→ **What is required**: Repeat the lines of the listing below exactly, starting at the line that contains "Mark the dog's ear" and running through the last line, both included, and only those.
─── Available records ───
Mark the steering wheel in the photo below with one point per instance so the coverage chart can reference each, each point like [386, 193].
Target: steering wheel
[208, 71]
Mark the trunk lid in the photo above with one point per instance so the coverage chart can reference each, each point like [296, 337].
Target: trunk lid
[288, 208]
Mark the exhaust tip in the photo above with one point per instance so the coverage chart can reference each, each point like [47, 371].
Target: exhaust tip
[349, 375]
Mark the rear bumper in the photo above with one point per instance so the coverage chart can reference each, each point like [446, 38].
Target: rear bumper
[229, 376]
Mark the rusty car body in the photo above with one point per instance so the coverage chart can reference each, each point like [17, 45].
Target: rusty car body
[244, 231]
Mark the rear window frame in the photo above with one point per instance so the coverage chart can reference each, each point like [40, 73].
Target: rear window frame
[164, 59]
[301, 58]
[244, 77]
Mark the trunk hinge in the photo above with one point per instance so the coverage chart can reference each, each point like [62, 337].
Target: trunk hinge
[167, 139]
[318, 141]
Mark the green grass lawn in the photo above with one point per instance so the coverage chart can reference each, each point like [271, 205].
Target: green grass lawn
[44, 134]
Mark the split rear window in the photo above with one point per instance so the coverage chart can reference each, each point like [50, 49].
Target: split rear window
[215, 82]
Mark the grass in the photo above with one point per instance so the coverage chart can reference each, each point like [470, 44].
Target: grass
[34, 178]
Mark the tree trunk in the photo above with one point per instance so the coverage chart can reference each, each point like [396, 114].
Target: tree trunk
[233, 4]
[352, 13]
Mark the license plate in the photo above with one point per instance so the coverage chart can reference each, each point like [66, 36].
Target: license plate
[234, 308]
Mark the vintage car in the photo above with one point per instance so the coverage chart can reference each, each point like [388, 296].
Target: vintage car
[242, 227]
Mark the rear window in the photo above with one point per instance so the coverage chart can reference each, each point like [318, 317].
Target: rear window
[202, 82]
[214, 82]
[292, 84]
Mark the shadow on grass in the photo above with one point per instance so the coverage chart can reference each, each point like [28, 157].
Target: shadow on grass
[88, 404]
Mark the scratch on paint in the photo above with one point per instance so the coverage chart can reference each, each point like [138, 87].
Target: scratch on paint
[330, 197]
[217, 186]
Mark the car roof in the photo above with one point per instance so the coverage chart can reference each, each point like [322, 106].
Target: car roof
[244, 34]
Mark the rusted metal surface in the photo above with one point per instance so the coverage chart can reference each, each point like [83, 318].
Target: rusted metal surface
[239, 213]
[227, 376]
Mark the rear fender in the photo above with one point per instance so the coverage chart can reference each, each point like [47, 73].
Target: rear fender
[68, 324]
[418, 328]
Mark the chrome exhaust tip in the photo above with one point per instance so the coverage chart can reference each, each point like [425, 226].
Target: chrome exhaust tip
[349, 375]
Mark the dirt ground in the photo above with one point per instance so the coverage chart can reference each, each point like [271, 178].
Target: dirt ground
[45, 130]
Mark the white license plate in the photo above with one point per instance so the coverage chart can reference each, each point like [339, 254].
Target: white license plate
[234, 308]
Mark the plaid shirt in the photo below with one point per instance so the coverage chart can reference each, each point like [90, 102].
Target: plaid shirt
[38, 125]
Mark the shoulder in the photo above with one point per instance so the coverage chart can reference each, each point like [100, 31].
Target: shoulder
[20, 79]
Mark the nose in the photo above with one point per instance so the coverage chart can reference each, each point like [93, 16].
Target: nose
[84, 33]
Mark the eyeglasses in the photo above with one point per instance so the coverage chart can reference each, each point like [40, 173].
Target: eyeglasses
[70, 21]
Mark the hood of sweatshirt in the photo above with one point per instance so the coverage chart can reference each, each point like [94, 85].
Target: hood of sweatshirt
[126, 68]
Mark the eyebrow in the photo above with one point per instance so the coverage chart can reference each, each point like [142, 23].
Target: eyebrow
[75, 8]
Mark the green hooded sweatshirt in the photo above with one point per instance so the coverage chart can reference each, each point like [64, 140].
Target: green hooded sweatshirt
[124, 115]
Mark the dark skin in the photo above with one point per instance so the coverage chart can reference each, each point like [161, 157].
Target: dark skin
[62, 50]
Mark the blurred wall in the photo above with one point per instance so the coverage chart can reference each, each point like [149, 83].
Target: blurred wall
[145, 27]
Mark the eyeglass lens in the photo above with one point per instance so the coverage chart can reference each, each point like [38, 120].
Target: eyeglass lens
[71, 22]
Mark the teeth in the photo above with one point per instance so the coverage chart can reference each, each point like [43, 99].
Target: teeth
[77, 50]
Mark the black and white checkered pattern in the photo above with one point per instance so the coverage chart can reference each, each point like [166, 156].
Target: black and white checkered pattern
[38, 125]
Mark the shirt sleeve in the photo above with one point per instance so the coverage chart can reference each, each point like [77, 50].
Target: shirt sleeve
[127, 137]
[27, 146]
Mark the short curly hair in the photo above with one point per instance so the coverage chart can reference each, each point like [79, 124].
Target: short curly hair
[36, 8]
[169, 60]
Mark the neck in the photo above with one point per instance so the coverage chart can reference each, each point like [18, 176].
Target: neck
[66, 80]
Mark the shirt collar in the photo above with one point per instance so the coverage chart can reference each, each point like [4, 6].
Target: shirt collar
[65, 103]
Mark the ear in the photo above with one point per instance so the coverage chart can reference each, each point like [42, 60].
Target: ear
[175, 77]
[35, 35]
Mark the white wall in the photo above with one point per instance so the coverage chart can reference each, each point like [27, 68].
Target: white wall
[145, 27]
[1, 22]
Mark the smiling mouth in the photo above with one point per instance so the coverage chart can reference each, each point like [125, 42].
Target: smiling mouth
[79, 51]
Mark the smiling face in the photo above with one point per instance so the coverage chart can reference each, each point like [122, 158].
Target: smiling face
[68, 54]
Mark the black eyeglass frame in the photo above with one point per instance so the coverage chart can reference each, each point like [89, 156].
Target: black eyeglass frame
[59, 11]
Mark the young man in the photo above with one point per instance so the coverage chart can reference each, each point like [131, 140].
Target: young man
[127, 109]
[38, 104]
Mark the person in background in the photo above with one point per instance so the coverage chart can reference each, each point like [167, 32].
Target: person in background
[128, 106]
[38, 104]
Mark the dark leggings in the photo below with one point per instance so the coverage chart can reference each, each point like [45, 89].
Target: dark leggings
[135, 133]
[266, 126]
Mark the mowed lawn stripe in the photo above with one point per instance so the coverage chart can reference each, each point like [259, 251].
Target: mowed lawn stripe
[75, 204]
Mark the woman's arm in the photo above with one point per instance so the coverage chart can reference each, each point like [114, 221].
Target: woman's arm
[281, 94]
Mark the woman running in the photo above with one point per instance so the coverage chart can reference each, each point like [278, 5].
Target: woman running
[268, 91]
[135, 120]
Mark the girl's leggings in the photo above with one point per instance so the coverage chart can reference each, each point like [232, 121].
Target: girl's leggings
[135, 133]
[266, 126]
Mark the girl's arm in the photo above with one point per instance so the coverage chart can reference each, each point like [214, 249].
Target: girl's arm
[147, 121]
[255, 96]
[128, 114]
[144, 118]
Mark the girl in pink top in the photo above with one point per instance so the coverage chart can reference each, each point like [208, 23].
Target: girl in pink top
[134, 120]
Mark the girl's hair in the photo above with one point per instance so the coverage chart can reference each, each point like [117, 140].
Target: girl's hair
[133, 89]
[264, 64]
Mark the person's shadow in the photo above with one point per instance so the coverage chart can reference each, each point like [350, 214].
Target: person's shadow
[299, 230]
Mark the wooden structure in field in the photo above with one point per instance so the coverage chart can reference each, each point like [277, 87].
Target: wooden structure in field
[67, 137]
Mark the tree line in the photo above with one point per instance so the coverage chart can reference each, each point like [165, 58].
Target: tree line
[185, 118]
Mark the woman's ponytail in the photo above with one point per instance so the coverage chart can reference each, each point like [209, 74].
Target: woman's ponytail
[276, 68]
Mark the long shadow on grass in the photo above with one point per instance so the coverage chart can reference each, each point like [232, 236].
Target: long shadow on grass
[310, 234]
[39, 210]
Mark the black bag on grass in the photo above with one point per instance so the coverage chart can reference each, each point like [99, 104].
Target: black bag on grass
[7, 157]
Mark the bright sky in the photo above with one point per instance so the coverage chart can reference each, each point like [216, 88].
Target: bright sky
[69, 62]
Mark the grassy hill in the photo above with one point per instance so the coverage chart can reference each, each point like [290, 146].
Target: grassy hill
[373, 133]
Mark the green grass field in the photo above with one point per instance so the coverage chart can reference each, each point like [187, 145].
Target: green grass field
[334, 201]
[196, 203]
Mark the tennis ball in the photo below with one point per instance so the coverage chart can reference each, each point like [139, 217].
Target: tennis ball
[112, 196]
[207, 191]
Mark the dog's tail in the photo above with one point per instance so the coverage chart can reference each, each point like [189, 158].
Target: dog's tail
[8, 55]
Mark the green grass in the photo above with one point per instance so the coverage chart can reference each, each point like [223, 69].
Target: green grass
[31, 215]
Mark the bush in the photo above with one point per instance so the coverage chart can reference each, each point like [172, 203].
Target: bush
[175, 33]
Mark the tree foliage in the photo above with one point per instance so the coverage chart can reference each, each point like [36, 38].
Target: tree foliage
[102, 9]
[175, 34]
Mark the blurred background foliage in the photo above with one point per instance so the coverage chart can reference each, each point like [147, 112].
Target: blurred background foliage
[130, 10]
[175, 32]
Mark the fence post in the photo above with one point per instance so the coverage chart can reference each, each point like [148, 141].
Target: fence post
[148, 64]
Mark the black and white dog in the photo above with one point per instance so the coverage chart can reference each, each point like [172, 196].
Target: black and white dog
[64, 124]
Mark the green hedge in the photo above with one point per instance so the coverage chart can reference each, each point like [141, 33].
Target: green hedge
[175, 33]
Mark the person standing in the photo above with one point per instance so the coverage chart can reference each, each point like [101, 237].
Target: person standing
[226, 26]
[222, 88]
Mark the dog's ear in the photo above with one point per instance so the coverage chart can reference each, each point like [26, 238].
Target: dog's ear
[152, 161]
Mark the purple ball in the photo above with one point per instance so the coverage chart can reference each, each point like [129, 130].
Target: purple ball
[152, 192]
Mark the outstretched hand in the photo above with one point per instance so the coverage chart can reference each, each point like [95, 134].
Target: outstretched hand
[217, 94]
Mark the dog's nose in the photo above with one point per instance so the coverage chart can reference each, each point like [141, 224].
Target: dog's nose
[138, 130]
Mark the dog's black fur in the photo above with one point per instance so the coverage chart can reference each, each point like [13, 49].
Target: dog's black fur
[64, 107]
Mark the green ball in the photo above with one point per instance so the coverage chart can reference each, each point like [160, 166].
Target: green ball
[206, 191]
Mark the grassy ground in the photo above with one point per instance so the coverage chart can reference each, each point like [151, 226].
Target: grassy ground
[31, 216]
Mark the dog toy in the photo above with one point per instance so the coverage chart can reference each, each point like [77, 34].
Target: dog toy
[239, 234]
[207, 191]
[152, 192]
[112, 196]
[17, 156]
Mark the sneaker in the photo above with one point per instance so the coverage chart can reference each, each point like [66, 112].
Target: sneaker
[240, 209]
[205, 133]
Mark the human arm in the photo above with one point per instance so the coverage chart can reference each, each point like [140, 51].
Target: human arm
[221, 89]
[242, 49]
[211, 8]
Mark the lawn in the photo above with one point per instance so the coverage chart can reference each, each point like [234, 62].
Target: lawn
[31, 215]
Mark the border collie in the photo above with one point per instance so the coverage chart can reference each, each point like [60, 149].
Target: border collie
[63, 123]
───
→ **Response to this exercise**:
Mark the dog's ear in the photo above with one point per instance so the coverage chart can reference each, each point like [26, 238].
Target: dog's ear
[152, 161]
Mark the purple ball in the photo above with one point per instance so the coverage chart can reference each, each point like [129, 130].
Target: purple ball
[152, 192]
Mark the outstretched hand in the photo above with one point per instance so the coverage chart can reference each, each point like [95, 134].
Target: outstretched hand
[217, 94]
Mark the dog's nose in the photo above with one point per instance so the coverage chart can reference each, each point like [141, 224].
Target: dog's nose
[138, 130]
Mark the dog's black fur in the photo above with one point per instance so the coverage chart can reference each, each point like [13, 49].
Target: dog's black fur
[64, 107]
Mark the green ball in the photo above with one point per instance so the coverage chart can reference each, each point like [160, 166].
Target: green ball
[206, 191]
Mark the grassy ground in the photo above with one point per instance so the coverage chart can reference each, each point like [151, 226].
Target: grassy ground
[31, 216]
Mark the dog toy in the photo above with one point per instance so the coverage chart can reference each, each point like [77, 34].
Target: dog toy
[239, 234]
[207, 191]
[152, 192]
[112, 196]
[17, 156]
Mark the sneaker in the photo above with one point per instance so the coverage chart can reference each, each point like [66, 112].
Target: sneaker
[240, 209]
[205, 133]
Mark the human arm in the photo above with one point per instance so the coverage chart can reference each, each point like [140, 51].
Target: human arm
[221, 89]
[242, 49]
[211, 8]
Mark the lawn in the photo above with one point per instance so the coverage chart can reference each, each point like [234, 62].
Target: lawn
[31, 215]
Mark the border collie in the photo above with one point per instance so the coverage chart can reference each, each point like [60, 149].
Target: border collie
[63, 123]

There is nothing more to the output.